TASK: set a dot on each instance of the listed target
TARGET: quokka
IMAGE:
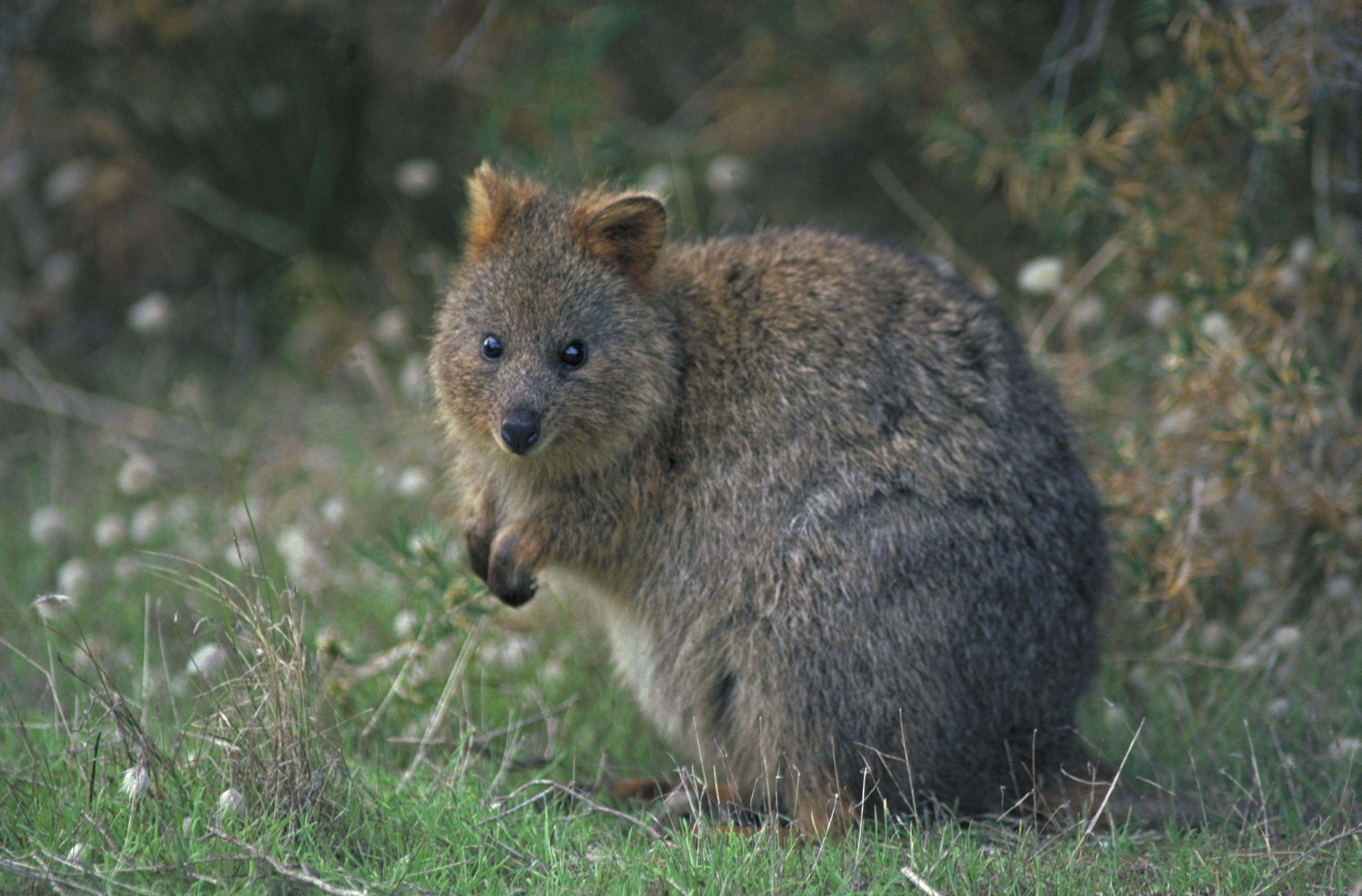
(830, 515)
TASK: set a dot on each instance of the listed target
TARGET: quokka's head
(551, 344)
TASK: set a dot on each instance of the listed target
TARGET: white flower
(137, 476)
(510, 653)
(152, 315)
(229, 802)
(111, 530)
(135, 781)
(53, 607)
(1301, 253)
(1180, 421)
(1280, 708)
(405, 625)
(391, 329)
(727, 175)
(1345, 748)
(50, 526)
(1041, 277)
(67, 182)
(1162, 311)
(207, 661)
(334, 511)
(146, 524)
(1218, 330)
(1087, 312)
(413, 483)
(303, 560)
(658, 180)
(417, 177)
(74, 577)
(59, 273)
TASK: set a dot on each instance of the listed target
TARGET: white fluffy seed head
(1042, 276)
(207, 661)
(135, 781)
(53, 607)
(417, 177)
(415, 382)
(50, 526)
(231, 802)
(1218, 330)
(405, 625)
(413, 483)
(1162, 311)
(67, 182)
(1303, 251)
(111, 531)
(152, 315)
(137, 476)
(727, 175)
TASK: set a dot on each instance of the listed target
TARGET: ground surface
(315, 695)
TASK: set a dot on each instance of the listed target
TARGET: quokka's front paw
(509, 574)
(479, 531)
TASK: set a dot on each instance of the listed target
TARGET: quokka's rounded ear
(624, 232)
(493, 198)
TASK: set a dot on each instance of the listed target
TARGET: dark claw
(509, 582)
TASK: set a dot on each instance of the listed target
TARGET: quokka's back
(828, 513)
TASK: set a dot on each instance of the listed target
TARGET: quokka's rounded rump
(828, 513)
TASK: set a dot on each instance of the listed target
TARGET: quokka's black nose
(519, 431)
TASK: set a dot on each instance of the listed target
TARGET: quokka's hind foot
(1093, 794)
(641, 789)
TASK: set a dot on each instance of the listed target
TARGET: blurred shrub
(285, 171)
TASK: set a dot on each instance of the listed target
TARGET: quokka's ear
(624, 232)
(493, 199)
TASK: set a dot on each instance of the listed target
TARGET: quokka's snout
(827, 511)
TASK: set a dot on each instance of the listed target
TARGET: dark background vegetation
(225, 225)
(284, 172)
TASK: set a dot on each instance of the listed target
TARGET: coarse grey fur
(830, 513)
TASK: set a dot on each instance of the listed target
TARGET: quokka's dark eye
(574, 354)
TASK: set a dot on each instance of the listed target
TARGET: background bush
(287, 172)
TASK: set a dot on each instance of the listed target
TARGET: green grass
(1250, 733)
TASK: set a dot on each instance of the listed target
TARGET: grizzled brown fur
(827, 511)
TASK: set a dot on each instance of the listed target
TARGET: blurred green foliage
(285, 172)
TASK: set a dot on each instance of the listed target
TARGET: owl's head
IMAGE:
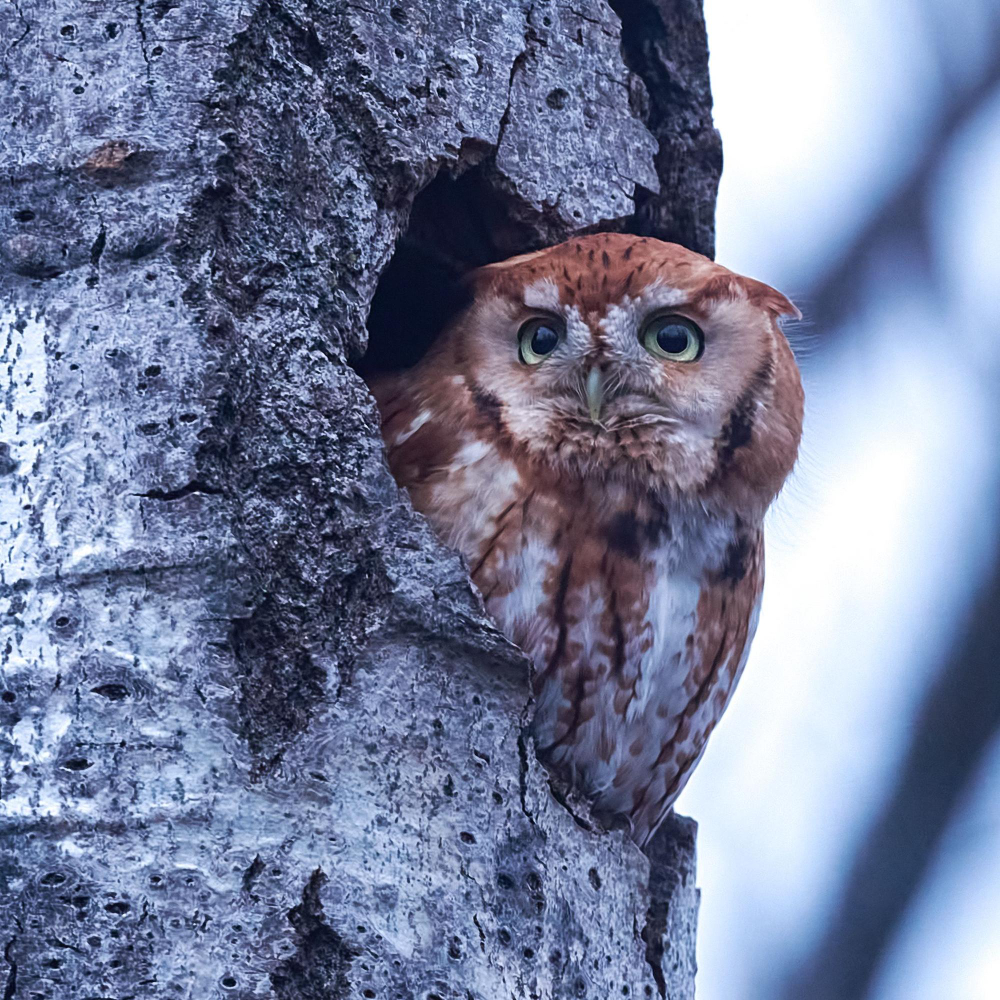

- [WORK TO COMPLETE]
Without the pictures, print the records in full, exactly as they appear.

- [COMPLETE RESPONSE]
TASK: set a dot on each instance of the listed target
TARGET: quokka
IMAGE:
(830, 515)
TASK: set a dot on each instance of the listed target
TARGET: quokka's head
(551, 344)
TASK: set a dot on each instance of the listed target
TARGET: white flower
(137, 476)
(510, 653)
(152, 315)
(229, 802)
(111, 530)
(135, 781)
(53, 607)
(1301, 253)
(1180, 421)
(1280, 708)
(405, 625)
(391, 329)
(727, 175)
(1345, 748)
(50, 526)
(1041, 277)
(67, 182)
(1162, 311)
(207, 661)
(334, 511)
(146, 524)
(1218, 330)
(1087, 312)
(413, 483)
(303, 560)
(658, 180)
(417, 177)
(74, 577)
(59, 273)
TASK: set a dot on each instance of the listed target
TARGET: white fluffy seed head
(1042, 276)
(207, 661)
(135, 781)
(53, 607)
(417, 177)
(415, 382)
(50, 526)
(231, 802)
(1218, 330)
(405, 625)
(413, 483)
(1162, 311)
(67, 182)
(1303, 251)
(111, 531)
(152, 315)
(137, 476)
(727, 175)
TASK: set a dot on each instance of the listed target
TARGET: ground surface
(315, 695)
TASK: set a dot on each instance of the listed target
TARGET: quokka's front paw
(509, 574)
(479, 531)
TASK: set a dot on each instance of the listed target
TARGET: quokka's rounded ear
(624, 232)
(493, 198)
TASK: set a dot on each instance of the listed target
TARGET: dark claw
(509, 582)
TASK: set a dot on each instance of the listed target
TARGET: quokka's back
(828, 513)
TASK: set a dot on each instance of the listed target
TARGET: quokka's rounded rump
(828, 513)
TASK: set a dot on each instance of the listed target
TARGET: quokka's black nose
(519, 431)
TASK: set a dot on each instance of the listed target
TARGET: quokka's hind foot
(1093, 794)
(641, 789)
TASK: set a dot on each instance of the listed target
TARGET: blurred shrub
(285, 171)
TASK: set a dot on each instance of the listed target
TARGET: quokka's ear
(624, 232)
(493, 199)
TASK: set a dot on each instance of the listed target
TARGET: quokka's snout
(827, 511)
TASK: set a dot on each instance of the listed target
TARGET: dark background vegetation
(225, 225)
(284, 172)
TASK: set a dot on each instance of the listed target
TARGET: coarse grey fur
(830, 513)
TASK: set a dot on each instance of the listed target
TARGET: quokka's dark eye
(574, 354)
TASK: set a dot on each instance of the listed target
TARGET: background bush
(287, 172)
TASK: set a dot on each instance of the listed target
TARGET: green grass
(1250, 733)
TASK: set a dot on each instance of the listed target
TARGET: grizzled brown fur
(827, 511)
TASK: set a dot on each instance of the listed target
TARGET: blurred green foliage
(285, 172)
TASK: set a dot on each instance of the listed target
TARGET: owl's head
IMAGE:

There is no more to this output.